***** Dataset records *****
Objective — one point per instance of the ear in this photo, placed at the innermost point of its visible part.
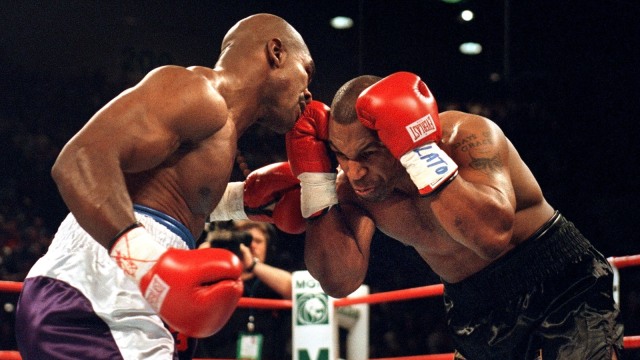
(275, 52)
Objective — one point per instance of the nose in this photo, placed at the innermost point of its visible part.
(354, 170)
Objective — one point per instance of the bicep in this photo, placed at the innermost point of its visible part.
(482, 154)
(147, 123)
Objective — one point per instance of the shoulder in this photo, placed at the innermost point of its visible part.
(459, 127)
(184, 96)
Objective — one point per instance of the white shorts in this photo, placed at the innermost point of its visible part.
(77, 303)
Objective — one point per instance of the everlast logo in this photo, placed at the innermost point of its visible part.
(421, 128)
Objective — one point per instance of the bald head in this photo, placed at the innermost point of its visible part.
(343, 107)
(254, 31)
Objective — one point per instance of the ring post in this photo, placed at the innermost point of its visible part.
(315, 335)
(355, 319)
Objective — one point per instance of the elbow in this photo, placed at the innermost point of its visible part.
(58, 172)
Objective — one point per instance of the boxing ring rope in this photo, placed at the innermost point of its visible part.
(630, 342)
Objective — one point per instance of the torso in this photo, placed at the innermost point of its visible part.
(188, 185)
(402, 217)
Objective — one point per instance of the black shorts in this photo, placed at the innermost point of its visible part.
(550, 298)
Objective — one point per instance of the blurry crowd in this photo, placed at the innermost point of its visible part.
(38, 113)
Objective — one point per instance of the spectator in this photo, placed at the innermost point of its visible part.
(255, 244)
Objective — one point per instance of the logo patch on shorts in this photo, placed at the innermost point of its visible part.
(421, 128)
(156, 292)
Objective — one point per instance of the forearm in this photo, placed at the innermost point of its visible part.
(337, 251)
(477, 216)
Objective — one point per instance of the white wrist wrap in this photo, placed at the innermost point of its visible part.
(136, 252)
(231, 206)
(429, 167)
(317, 192)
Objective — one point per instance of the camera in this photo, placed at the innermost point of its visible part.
(230, 240)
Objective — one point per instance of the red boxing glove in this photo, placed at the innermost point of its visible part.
(272, 194)
(402, 110)
(194, 291)
(309, 158)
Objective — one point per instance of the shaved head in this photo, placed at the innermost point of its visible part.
(343, 107)
(254, 31)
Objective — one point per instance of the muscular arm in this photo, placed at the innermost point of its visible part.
(135, 132)
(337, 249)
(477, 208)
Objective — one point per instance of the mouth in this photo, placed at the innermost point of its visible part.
*****
What the exercise asks ▸
Pictures stay out of this copy; write out the entries above exactly.

Task answer ▸
Objective — one point per instance of the ear in this photo, placed at the innermost point of its visible part.
(275, 52)
Objective — one point per instance of the nose in this photo, placed at the innermost point of its visible part.
(354, 170)
Objective — one point per instance of the bicep in this photo, placed at the innermost point of its visible part.
(482, 154)
(147, 123)
Objective — one point per instance of the shoulder in this photo, placed at the innermost point of its visible part.
(459, 127)
(184, 96)
Objective — one point per instance of the white shorts in this photo, placed at the innermost point of its visible part.
(77, 303)
Objective — one point per instance of the everlast logo in this photo, placed at the innermost point of its visible part.
(421, 128)
Objective — one point per instance of the bald head in this photo, placed at the innermost point of its visible part.
(343, 107)
(254, 31)
Objective — one point per instance of the ring post in this photo, placed at the innermost point of its visible part.
(315, 335)
(355, 319)
Objective — one point per instance of the elbow in this photo, placed at the innermost point of its visible part.
(58, 172)
Objective — one point per instance of the boxing ring rope in this photo, placed at the innermost point of its visible part.
(630, 342)
Objective — one point per instance of the torso in this photo, placed at the innermost point of its visible part.
(188, 185)
(402, 217)
Objective — one point per instance of the black shorts in this photo, placed at the innermost point of its visible part.
(550, 298)
Objective — one point per instance of the blurry crowd in this photo, placed at the innermost point of its visible part.
(38, 113)
Objective — one point per instance of the spectator in this photo, placed at the innermost point of its visible part.
(255, 244)
Objective — one point per instance of the logo patch on shorts in this photo, placed at the innermost point of its visible part.
(421, 128)
(156, 292)
Objective — one point per instance of the forearm in this photo, placed at the innermost point of its visible part.
(337, 251)
(477, 216)
Objective — one point per instance of the white wrist wrap in this photo, placed at the innermost point of its visible part.
(136, 252)
(231, 206)
(429, 167)
(317, 192)
Objective — one point per instance of the camera in this photo, placed at the innermost point of its visible part.
(230, 240)
Objective — one point per instance of the red boxing glove in this photo, placed at the innermost point of its visible part.
(272, 194)
(402, 110)
(194, 291)
(309, 158)
Objective — one point per instance of the shaved head in this photo, placed at the innermost point of its visible part.
(343, 107)
(254, 31)
Objective — one point per instance of the muscular arm in this photo, placed at the innermost point of its visible part.
(135, 132)
(337, 249)
(477, 208)
Objective — one point per instance of the mouth in this photo, placed at the innermost point of its visible part.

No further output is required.